## WHAT TO WORK ON
a) Decide whether each statement below agrees with the processor guide. Answer yes or no for each, quoting the words of the guide that decide it.
(i) A requirements file is always needed to build a processor.
(ii) Processing can be reached from the ESA PAL main page.
(iii) The example Dockerfile is based on Ubuntu 22.04.
b) Reproduce the processor guide word for word from "A processor is" to "of data efficiently.".
----- EXTRACT PROVIDED -----
Create and Run a Processor

This guide is here to help you get up and running with Processing (Intellect) and its processors. Whether you're brand new or just need a refresher, we’ve got you covered with clear steps, simple explanations, and a real example to pull it all together.

This guide can be seen as a simplified extract of what already described here, so it can be particularly interesting for those users who are not familiar with Docker.

It is recommended to read this guide by following the proposed order.

What Is a Processor

A processor is any type of service - such as an algorithm, workflow, or processor - that takes input data and produces output in batch mode. This enables users to analyze or process large volumes of data efficiently.

How To Access Intellect

Processing can be accessed by the ESA PAL main page and by clicking on "Processing (Intellect)". You will be then redirected to a login page.

Required Files (Sources)

To build your own processor, you will need four main sources or files:

A Dockerfile
An entrypoint
The script you want to run within the processor
A requirements file (not always needed)

As said before, in the following it is assumed that the user has a limited knowledge about Docker. For this reason, some pieces of code will be threated as "default" parts, i.e. they can be left unchanged in case you want to use them for creating your own processor.

Dockerfile

The Dockerfile defines the "bone" structure of your processor. Here you define the OS version, all the needed directories and how the other three main files should interact each other. Here below there is an example of Dockerfile that you can use as well.

FROM ubuntu:22.04

LABEL maintainer="ASCEND"

ENV TZ=Etc/UTC

RUN echo $TZ > /etc/timezone

# Install system dependencies and Python libs from Ubuntu repos
RUN apt-get update && apt-get install --yes --no-install-recommends \
    jq zip unzip gdal-bin python3-gdal python3-venv\
    && rm -rf /var/lib/apt/lists/*

# --------- Set up worker environment variables and directories ---------
ARG WORKERDIR=/home/worker
ARG INDIR="$WORKERDIR/workDir/inDir"
ARG OUTDIR="$WORKERDIR/workDir/outDir"
ARG PROCDIR="$WORKERDIR/procDir"
ARG WPS_PROPS="$WORKERDIR/workDir/WPS-INPUT.properties"

# Create directories for processing and I/O
RUN mkdir -p $INDIR $OUTDIR $PROCDIR

ENV IN_DIR="$INDIR"
ENV OUT_DIR="$OUTDIR"
----- STORED RECORDS -----
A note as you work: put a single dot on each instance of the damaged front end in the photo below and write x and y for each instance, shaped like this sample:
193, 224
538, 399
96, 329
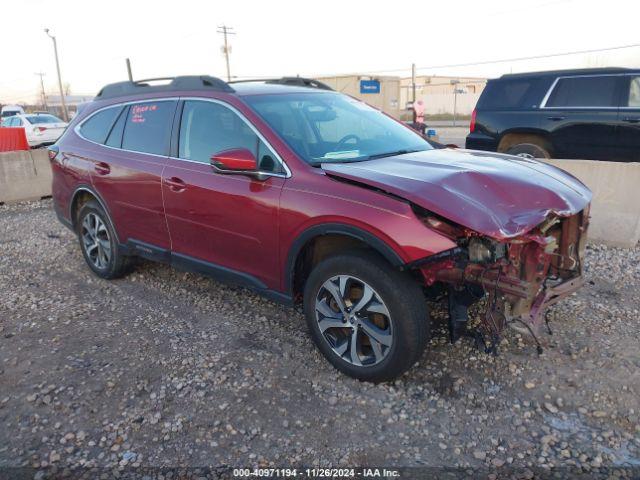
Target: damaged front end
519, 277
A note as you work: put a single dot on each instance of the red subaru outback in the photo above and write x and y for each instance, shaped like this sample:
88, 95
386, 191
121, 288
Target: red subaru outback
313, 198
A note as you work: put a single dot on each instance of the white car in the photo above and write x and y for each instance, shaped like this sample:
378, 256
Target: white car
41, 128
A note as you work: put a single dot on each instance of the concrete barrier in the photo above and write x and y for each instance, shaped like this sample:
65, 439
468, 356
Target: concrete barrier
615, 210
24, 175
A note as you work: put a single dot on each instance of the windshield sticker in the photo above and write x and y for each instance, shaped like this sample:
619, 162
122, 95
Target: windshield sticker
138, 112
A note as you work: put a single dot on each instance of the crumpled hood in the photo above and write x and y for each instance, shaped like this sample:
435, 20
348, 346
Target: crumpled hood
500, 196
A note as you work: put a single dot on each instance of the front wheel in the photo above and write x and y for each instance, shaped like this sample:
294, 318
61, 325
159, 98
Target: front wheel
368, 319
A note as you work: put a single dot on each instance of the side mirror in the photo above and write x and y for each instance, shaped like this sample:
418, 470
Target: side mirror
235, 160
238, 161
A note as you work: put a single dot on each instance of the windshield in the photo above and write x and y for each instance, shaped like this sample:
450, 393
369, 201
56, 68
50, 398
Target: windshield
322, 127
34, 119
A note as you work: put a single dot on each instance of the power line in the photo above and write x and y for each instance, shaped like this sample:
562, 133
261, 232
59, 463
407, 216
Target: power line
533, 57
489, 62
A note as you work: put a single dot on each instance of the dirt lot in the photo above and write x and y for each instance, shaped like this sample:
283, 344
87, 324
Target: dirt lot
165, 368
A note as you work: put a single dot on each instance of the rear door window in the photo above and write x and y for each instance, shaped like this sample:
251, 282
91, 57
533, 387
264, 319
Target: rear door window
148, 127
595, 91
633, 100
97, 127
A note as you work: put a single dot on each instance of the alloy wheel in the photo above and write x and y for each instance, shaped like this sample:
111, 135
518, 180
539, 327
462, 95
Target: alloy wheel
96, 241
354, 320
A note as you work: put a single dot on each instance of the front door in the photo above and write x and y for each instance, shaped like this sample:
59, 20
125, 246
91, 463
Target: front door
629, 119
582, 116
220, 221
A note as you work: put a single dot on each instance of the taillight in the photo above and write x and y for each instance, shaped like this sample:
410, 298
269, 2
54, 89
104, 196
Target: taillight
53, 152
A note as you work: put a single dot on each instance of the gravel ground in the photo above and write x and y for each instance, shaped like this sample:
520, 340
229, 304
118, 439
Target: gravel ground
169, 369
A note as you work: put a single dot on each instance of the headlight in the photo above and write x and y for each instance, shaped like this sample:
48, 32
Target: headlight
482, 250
-----
----- STORED RECORDS -----
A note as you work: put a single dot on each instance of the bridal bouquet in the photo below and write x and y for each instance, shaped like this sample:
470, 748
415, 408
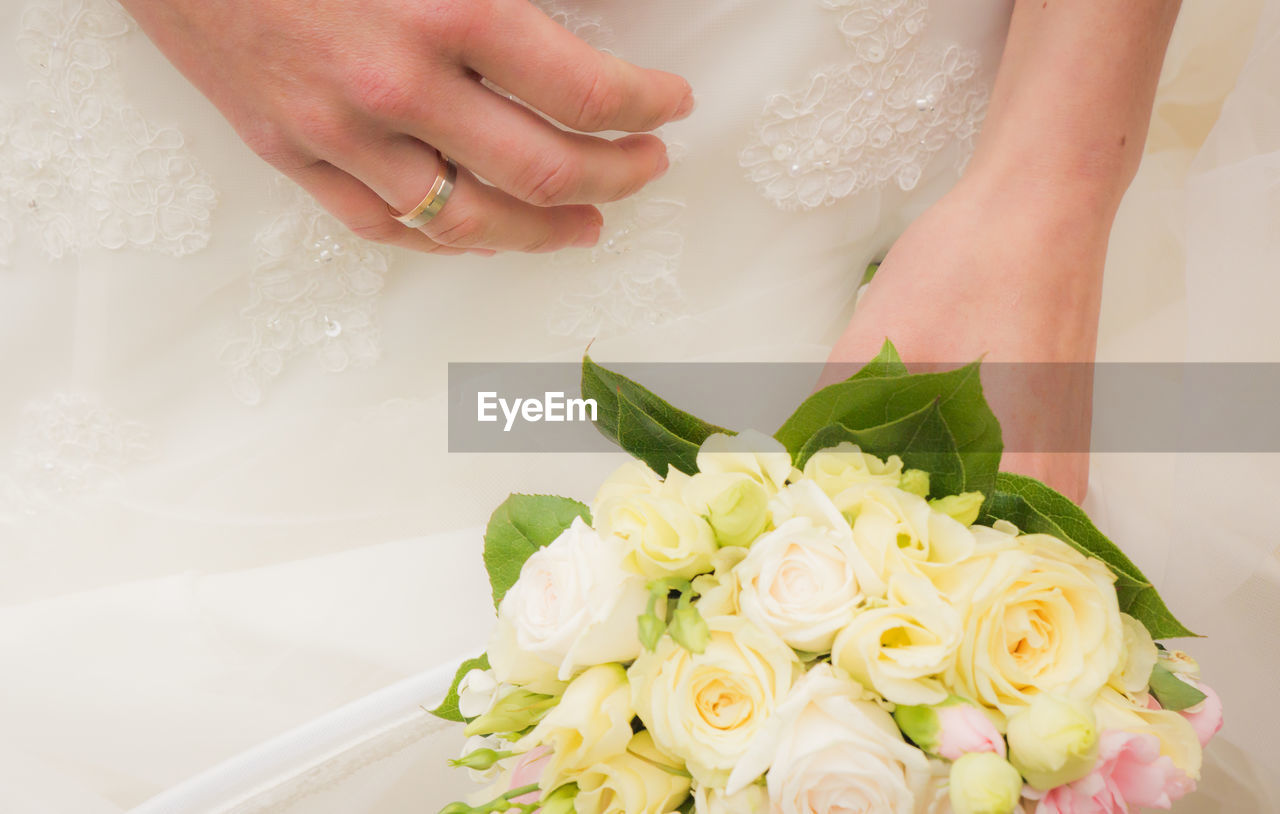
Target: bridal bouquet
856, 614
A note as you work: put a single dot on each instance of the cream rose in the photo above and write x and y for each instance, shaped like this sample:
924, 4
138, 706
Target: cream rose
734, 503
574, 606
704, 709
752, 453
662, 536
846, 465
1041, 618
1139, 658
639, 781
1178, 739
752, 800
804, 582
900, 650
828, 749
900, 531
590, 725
-----
## SOLUTIONS FOR EACH TASK
a)
(i) No: "A requirements file (not always needed)"
(ii) Yes: "Processing can be accessed by the ESA PAL main page and by clicking on "Processing (Intellect)""
(iii) Yes: "FROM ubuntu:22.04"

b)
A processor is any type of service - such as an algorithm, workflow, or processor - that takes input data and produces output in batch mode. This enables users to analyze or process large volumes of data efficiently.